- **Your task**
Copy only this range: the line with "Category: dog snout" through the final line of the material, inclusive at both ends.

** begin Data for this exercise **

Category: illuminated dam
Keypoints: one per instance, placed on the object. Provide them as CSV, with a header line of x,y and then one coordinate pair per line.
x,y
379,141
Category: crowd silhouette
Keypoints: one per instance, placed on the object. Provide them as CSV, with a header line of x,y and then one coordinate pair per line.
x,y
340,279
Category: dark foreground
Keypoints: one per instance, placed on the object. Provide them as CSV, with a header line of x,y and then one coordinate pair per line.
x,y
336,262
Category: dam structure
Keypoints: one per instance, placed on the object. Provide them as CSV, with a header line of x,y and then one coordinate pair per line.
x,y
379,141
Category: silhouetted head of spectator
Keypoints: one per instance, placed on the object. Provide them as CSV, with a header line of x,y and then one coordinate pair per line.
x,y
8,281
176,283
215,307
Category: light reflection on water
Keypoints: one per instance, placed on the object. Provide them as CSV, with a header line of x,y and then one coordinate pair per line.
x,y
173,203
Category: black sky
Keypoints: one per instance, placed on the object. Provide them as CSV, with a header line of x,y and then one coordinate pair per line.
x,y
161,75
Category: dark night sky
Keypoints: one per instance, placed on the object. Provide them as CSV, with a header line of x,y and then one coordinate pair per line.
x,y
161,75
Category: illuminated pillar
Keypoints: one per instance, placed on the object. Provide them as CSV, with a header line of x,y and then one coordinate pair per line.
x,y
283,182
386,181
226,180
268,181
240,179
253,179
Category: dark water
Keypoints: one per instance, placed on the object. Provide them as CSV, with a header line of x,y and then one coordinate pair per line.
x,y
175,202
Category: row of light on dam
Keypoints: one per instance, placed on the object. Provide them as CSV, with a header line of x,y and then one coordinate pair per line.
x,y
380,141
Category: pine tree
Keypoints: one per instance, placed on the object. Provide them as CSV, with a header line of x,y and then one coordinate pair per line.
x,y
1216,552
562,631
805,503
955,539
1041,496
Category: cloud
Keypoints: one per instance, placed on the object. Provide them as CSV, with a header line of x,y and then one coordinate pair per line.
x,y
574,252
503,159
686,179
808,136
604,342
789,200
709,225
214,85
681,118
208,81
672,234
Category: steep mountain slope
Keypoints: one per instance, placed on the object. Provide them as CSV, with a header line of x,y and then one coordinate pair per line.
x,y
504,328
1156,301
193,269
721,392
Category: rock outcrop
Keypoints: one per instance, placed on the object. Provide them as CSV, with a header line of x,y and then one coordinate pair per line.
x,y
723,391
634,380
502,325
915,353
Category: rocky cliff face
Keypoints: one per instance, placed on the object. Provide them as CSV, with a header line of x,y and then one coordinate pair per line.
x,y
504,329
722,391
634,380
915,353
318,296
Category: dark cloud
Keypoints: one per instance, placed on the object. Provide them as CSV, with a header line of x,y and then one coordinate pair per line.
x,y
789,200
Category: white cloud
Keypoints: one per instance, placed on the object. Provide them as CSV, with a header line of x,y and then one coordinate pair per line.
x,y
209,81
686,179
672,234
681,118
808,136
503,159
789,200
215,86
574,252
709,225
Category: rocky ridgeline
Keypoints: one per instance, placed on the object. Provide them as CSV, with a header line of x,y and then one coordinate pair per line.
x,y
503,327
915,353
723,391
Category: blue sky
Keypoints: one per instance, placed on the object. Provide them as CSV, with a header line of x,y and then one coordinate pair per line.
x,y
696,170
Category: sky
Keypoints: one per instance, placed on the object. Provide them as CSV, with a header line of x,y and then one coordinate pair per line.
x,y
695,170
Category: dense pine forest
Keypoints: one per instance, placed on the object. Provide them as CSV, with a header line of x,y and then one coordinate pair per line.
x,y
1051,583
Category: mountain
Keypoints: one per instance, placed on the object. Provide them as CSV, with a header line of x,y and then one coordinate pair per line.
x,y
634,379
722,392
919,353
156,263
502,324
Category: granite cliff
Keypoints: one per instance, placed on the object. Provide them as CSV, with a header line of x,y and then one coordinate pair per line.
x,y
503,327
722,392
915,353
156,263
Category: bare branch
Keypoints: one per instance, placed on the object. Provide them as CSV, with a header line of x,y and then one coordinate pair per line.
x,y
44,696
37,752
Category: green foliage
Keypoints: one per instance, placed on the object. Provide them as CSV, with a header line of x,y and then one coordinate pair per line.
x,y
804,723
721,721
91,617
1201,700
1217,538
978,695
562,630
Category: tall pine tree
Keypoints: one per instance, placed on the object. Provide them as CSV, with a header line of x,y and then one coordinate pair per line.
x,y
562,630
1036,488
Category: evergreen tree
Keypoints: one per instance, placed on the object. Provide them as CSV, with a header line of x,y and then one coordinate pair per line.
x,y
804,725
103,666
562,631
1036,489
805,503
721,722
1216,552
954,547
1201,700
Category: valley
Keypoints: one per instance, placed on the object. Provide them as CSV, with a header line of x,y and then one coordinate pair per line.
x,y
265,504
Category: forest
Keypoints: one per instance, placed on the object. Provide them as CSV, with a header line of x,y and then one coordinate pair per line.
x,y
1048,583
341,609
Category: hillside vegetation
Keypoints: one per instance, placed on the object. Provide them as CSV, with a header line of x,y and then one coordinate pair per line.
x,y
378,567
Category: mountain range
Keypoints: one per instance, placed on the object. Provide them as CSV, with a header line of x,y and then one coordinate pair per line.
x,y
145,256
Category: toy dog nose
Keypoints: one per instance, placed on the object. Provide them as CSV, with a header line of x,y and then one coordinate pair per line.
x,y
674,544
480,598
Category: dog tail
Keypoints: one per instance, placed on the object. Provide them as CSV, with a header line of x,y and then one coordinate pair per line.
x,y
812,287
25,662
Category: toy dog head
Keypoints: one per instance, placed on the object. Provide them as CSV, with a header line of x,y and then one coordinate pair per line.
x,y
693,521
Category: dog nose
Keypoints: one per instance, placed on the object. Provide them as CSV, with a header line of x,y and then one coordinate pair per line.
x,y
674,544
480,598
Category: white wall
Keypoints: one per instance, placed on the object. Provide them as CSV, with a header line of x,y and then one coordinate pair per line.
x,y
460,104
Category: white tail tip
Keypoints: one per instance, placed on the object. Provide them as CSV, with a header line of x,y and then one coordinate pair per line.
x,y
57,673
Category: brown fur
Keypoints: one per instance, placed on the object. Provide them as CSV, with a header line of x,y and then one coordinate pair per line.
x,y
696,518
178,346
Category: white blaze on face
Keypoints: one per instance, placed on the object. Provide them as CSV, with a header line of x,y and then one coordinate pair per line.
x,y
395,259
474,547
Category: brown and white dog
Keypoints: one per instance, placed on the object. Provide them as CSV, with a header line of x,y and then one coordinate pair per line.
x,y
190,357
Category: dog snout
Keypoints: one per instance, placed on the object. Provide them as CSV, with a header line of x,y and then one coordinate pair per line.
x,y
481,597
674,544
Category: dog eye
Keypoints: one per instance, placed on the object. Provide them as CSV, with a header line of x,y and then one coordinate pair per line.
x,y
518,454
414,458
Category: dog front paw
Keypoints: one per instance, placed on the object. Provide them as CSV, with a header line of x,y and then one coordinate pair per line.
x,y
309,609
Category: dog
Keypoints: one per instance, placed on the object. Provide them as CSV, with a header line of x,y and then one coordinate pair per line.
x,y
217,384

** end Data for this exercise **

- **Finished exercise**
Category: dog snout
Keypoints: one per instance, placed on the object. Provide them as CSV, with a header line of x,y and then one coordinate pair per line.
x,y
481,597
674,544
Category: dog eye
Keypoints: one per instance, placed on the object. Provide them as CSV, with a header line of x,y and then one coordinate pair per line.
x,y
518,454
414,458
Category: dog front paw
Keypoints: one per instance, placed on the object. Provide them as CSV, with a header line of x,y and then one coordinate pair per line.
x,y
309,609
Category: dog
Keypoints: one per instance, placed on the object. Provide them as CSV, with a header line of x,y and then one coordinate pair per line.
x,y
217,384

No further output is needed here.